**Directions**
Find the line that contains "mark a point on the green grass" in the entries below. Restate it and every line after it, word for word, with no pictures.

[Records drawn from a dataset]
►

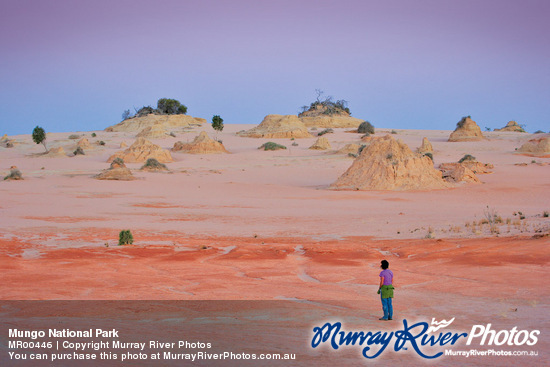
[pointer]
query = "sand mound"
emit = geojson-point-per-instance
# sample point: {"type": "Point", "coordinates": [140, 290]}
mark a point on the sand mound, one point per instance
{"type": "Point", "coordinates": [117, 171]}
{"type": "Point", "coordinates": [466, 130]}
{"type": "Point", "coordinates": [426, 146]}
{"type": "Point", "coordinates": [331, 121]}
{"type": "Point", "coordinates": [349, 149]}
{"type": "Point", "coordinates": [6, 142]}
{"type": "Point", "coordinates": [83, 143]}
{"type": "Point", "coordinates": [512, 126]}
{"type": "Point", "coordinates": [56, 152]}
{"type": "Point", "coordinates": [15, 174]}
{"type": "Point", "coordinates": [458, 172]}
{"type": "Point", "coordinates": [165, 121]}
{"type": "Point", "coordinates": [389, 164]}
{"type": "Point", "coordinates": [278, 126]}
{"type": "Point", "coordinates": [156, 131]}
{"type": "Point", "coordinates": [152, 165]}
{"type": "Point", "coordinates": [141, 150]}
{"type": "Point", "coordinates": [317, 117]}
{"type": "Point", "coordinates": [202, 144]}
{"type": "Point", "coordinates": [322, 143]}
{"type": "Point", "coordinates": [539, 146]}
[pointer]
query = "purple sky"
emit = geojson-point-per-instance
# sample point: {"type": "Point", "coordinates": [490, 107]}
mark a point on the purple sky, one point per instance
{"type": "Point", "coordinates": [72, 65]}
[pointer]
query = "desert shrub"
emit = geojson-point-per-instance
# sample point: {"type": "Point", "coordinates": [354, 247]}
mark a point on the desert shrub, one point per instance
{"type": "Point", "coordinates": [462, 121]}
{"type": "Point", "coordinates": [144, 111]}
{"type": "Point", "coordinates": [217, 124]}
{"type": "Point", "coordinates": [118, 161]}
{"type": "Point", "coordinates": [326, 106]}
{"type": "Point", "coordinates": [326, 131]}
{"type": "Point", "coordinates": [155, 164]}
{"type": "Point", "coordinates": [125, 238]}
{"type": "Point", "coordinates": [15, 174]}
{"type": "Point", "coordinates": [271, 146]}
{"type": "Point", "coordinates": [365, 127]}
{"type": "Point", "coordinates": [168, 106]}
{"type": "Point", "coordinates": [467, 157]}
{"type": "Point", "coordinates": [126, 115]}
{"type": "Point", "coordinates": [39, 136]}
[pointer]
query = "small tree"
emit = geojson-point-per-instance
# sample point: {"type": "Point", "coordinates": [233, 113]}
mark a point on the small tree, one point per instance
{"type": "Point", "coordinates": [39, 136]}
{"type": "Point", "coordinates": [126, 115]}
{"type": "Point", "coordinates": [169, 106]}
{"type": "Point", "coordinates": [217, 124]}
{"type": "Point", "coordinates": [125, 238]}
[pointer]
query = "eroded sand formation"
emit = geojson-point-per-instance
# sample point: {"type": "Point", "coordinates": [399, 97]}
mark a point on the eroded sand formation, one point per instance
{"type": "Point", "coordinates": [140, 151]}
{"type": "Point", "coordinates": [117, 171]}
{"type": "Point", "coordinates": [321, 143]}
{"type": "Point", "coordinates": [389, 164]}
{"type": "Point", "coordinates": [426, 146]}
{"type": "Point", "coordinates": [278, 126]}
{"type": "Point", "coordinates": [512, 126]}
{"type": "Point", "coordinates": [318, 118]}
{"type": "Point", "coordinates": [537, 147]}
{"type": "Point", "coordinates": [466, 130]}
{"type": "Point", "coordinates": [202, 144]}
{"type": "Point", "coordinates": [156, 131]}
{"type": "Point", "coordinates": [166, 122]}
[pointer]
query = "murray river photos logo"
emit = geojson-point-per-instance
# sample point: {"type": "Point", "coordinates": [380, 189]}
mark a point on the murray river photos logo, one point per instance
{"type": "Point", "coordinates": [425, 339]}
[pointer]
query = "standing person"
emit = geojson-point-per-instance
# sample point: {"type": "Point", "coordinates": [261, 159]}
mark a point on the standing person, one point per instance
{"type": "Point", "coordinates": [386, 290]}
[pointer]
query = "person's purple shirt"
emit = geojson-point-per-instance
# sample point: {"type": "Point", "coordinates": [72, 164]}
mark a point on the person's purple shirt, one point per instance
{"type": "Point", "coordinates": [388, 276]}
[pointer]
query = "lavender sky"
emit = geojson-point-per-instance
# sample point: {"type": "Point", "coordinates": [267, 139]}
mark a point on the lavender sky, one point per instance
{"type": "Point", "coordinates": [72, 65]}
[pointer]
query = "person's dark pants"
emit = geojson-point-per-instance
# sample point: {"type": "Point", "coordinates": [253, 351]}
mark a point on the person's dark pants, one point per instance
{"type": "Point", "coordinates": [387, 307]}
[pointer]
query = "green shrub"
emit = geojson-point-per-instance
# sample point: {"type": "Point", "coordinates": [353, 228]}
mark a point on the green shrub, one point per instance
{"type": "Point", "coordinates": [326, 131]}
{"type": "Point", "coordinates": [39, 136]}
{"type": "Point", "coordinates": [118, 162]}
{"type": "Point", "coordinates": [15, 174]}
{"type": "Point", "coordinates": [168, 106]}
{"type": "Point", "coordinates": [462, 121]}
{"type": "Point", "coordinates": [271, 146]}
{"type": "Point", "coordinates": [144, 111]}
{"type": "Point", "coordinates": [365, 127]}
{"type": "Point", "coordinates": [217, 124]}
{"type": "Point", "coordinates": [125, 238]}
{"type": "Point", "coordinates": [326, 106]}
{"type": "Point", "coordinates": [467, 157]}
{"type": "Point", "coordinates": [154, 164]}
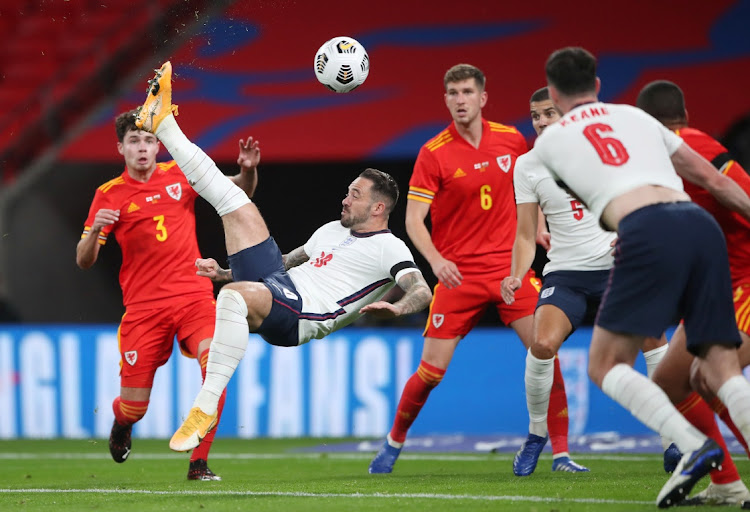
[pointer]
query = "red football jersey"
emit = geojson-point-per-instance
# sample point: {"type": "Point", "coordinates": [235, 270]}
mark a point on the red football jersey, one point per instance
{"type": "Point", "coordinates": [736, 228]}
{"type": "Point", "coordinates": [156, 233]}
{"type": "Point", "coordinates": [470, 193]}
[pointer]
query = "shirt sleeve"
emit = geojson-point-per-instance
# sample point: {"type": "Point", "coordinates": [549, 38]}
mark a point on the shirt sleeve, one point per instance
{"type": "Point", "coordinates": [522, 182]}
{"type": "Point", "coordinates": [671, 139]}
{"type": "Point", "coordinates": [425, 179]}
{"type": "Point", "coordinates": [100, 201]}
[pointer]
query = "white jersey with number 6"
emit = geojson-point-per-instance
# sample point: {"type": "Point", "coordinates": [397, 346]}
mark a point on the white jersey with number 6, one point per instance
{"type": "Point", "coordinates": [602, 150]}
{"type": "Point", "coordinates": [346, 271]}
{"type": "Point", "coordinates": [577, 242]}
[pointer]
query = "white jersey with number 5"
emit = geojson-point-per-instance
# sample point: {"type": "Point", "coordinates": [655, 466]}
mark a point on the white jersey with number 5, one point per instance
{"type": "Point", "coordinates": [577, 242]}
{"type": "Point", "coordinates": [346, 271]}
{"type": "Point", "coordinates": [602, 150]}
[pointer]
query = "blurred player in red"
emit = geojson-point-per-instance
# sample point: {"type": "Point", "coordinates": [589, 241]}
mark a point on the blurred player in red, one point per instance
{"type": "Point", "coordinates": [150, 209]}
{"type": "Point", "coordinates": [463, 178]}
{"type": "Point", "coordinates": [664, 100]}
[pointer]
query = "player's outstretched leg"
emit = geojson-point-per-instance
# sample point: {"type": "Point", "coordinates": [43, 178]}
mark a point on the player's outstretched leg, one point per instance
{"type": "Point", "coordinates": [385, 458]}
{"type": "Point", "coordinates": [692, 467]}
{"type": "Point", "coordinates": [156, 116]}
{"type": "Point", "coordinates": [524, 463]}
{"type": "Point", "coordinates": [158, 104]}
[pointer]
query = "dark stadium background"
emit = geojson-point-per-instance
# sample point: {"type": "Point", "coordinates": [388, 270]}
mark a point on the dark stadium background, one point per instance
{"type": "Point", "coordinates": [245, 68]}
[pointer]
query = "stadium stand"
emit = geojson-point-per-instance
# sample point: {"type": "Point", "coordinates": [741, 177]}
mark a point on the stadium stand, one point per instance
{"type": "Point", "coordinates": [58, 58]}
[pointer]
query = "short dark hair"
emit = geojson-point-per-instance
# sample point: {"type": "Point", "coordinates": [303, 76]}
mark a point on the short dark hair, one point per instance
{"type": "Point", "coordinates": [384, 187]}
{"type": "Point", "coordinates": [663, 100]}
{"type": "Point", "coordinates": [572, 71]}
{"type": "Point", "coordinates": [540, 95]}
{"type": "Point", "coordinates": [124, 123]}
{"type": "Point", "coordinates": [461, 72]}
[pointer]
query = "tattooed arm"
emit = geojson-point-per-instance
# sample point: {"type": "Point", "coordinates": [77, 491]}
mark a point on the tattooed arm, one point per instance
{"type": "Point", "coordinates": [417, 296]}
{"type": "Point", "coordinates": [295, 258]}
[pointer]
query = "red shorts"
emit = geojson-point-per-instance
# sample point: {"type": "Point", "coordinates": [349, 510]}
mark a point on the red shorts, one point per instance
{"type": "Point", "coordinates": [742, 304]}
{"type": "Point", "coordinates": [456, 311]}
{"type": "Point", "coordinates": [146, 336]}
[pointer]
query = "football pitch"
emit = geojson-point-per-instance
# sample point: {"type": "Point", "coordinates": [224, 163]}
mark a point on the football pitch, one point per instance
{"type": "Point", "coordinates": [277, 475]}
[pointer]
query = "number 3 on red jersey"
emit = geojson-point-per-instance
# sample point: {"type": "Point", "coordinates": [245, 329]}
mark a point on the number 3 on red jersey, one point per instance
{"type": "Point", "coordinates": [610, 150]}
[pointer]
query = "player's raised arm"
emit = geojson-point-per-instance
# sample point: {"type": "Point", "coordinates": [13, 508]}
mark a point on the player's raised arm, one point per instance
{"type": "Point", "coordinates": [524, 249]}
{"type": "Point", "coordinates": [696, 169]}
{"type": "Point", "coordinates": [417, 296]}
{"type": "Point", "coordinates": [87, 250]}
{"type": "Point", "coordinates": [248, 160]}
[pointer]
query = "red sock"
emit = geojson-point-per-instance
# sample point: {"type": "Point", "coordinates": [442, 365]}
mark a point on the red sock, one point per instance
{"type": "Point", "coordinates": [128, 412]}
{"type": "Point", "coordinates": [557, 413]}
{"type": "Point", "coordinates": [413, 397]}
{"type": "Point", "coordinates": [697, 412]}
{"type": "Point", "coordinates": [720, 409]}
{"type": "Point", "coordinates": [201, 451]}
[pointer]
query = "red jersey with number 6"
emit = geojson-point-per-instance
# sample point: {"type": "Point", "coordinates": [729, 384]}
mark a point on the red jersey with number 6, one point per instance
{"type": "Point", "coordinates": [156, 233]}
{"type": "Point", "coordinates": [736, 228]}
{"type": "Point", "coordinates": [470, 193]}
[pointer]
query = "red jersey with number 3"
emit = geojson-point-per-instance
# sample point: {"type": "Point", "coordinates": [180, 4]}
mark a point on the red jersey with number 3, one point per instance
{"type": "Point", "coordinates": [736, 228]}
{"type": "Point", "coordinates": [156, 233]}
{"type": "Point", "coordinates": [470, 193]}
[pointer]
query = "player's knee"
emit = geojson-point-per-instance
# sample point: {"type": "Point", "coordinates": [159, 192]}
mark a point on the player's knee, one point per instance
{"type": "Point", "coordinates": [545, 347]}
{"type": "Point", "coordinates": [429, 374]}
{"type": "Point", "coordinates": [231, 302]}
{"type": "Point", "coordinates": [128, 412]}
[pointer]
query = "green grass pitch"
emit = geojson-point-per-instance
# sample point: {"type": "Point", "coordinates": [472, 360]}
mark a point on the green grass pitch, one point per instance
{"type": "Point", "coordinates": [270, 475]}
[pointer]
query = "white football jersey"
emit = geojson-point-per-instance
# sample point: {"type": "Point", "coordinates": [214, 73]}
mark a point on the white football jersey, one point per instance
{"type": "Point", "coordinates": [601, 150]}
{"type": "Point", "coordinates": [346, 271]}
{"type": "Point", "coordinates": [577, 241]}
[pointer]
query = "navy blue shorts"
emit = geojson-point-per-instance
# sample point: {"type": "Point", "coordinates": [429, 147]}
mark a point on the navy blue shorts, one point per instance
{"type": "Point", "coordinates": [575, 292]}
{"type": "Point", "coordinates": [263, 263]}
{"type": "Point", "coordinates": [670, 263]}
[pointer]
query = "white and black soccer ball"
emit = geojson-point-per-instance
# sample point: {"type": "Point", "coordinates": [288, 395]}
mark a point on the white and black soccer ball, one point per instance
{"type": "Point", "coordinates": [342, 64]}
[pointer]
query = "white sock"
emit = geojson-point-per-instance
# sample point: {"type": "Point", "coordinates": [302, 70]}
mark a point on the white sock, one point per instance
{"type": "Point", "coordinates": [653, 358]}
{"type": "Point", "coordinates": [735, 395]}
{"type": "Point", "coordinates": [227, 348]}
{"type": "Point", "coordinates": [647, 402]}
{"type": "Point", "coordinates": [538, 378]}
{"type": "Point", "coordinates": [200, 170]}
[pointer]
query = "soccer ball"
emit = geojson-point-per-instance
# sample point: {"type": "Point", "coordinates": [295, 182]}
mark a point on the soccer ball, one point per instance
{"type": "Point", "coordinates": [342, 64]}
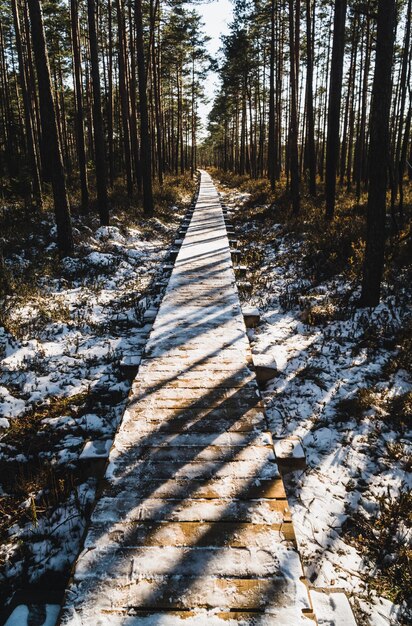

◄

**Answer space**
mark a point on the green grass pitch, one point per instance
{"type": "Point", "coordinates": [270, 475]}
[pointer]
query = "white football jersey"
emit = geojson-point-per-instance
# sample point: {"type": "Point", "coordinates": [214, 73]}
mark a point on the white football jersey, one point per instance
{"type": "Point", "coordinates": [601, 150]}
{"type": "Point", "coordinates": [346, 271]}
{"type": "Point", "coordinates": [577, 241]}
[pointer]
query = "navy blue shorts"
emit = geojson-point-per-instance
# sample point: {"type": "Point", "coordinates": [429, 147]}
mark a point on the navy blue shorts, one point per instance
{"type": "Point", "coordinates": [575, 292]}
{"type": "Point", "coordinates": [263, 263]}
{"type": "Point", "coordinates": [670, 263]}
[pointer]
query = "white and black soccer ball"
emit = geojson-point-per-instance
# sample point: {"type": "Point", "coordinates": [288, 395]}
mark a point on the white and black soccer ball, one point per instance
{"type": "Point", "coordinates": [342, 64]}
[pointer]
query = "white sock"
emit = geojson-point-per-instance
# sample point: {"type": "Point", "coordinates": [302, 70]}
mark a point on the white sock, one point per instance
{"type": "Point", "coordinates": [653, 358]}
{"type": "Point", "coordinates": [735, 395]}
{"type": "Point", "coordinates": [227, 348]}
{"type": "Point", "coordinates": [647, 402]}
{"type": "Point", "coordinates": [538, 378]}
{"type": "Point", "coordinates": [200, 170]}
[pointer]
query = "soccer ball"
emit = geojson-point-per-instance
# sample point: {"type": "Point", "coordinates": [295, 182]}
mark a point on the soccer ball, one point per instance
{"type": "Point", "coordinates": [342, 64]}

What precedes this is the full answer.